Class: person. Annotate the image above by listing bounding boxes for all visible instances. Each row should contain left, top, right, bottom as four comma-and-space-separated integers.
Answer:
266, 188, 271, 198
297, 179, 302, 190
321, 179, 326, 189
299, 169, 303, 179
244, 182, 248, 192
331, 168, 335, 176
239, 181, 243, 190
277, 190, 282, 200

Directions for this task: A word-for-word copy of the full listing is required.

Answer to the exercise:
Class: person. Annotate the image above by listing bounding boxes for all visible instances. Each row should contain left, top, right, bottom as four comma-and-space-separated integers.
Answer:
266, 188, 271, 198
297, 179, 302, 190
321, 179, 326, 189
299, 169, 303, 179
244, 182, 248, 192
331, 168, 335, 176
239, 181, 243, 190
277, 190, 282, 200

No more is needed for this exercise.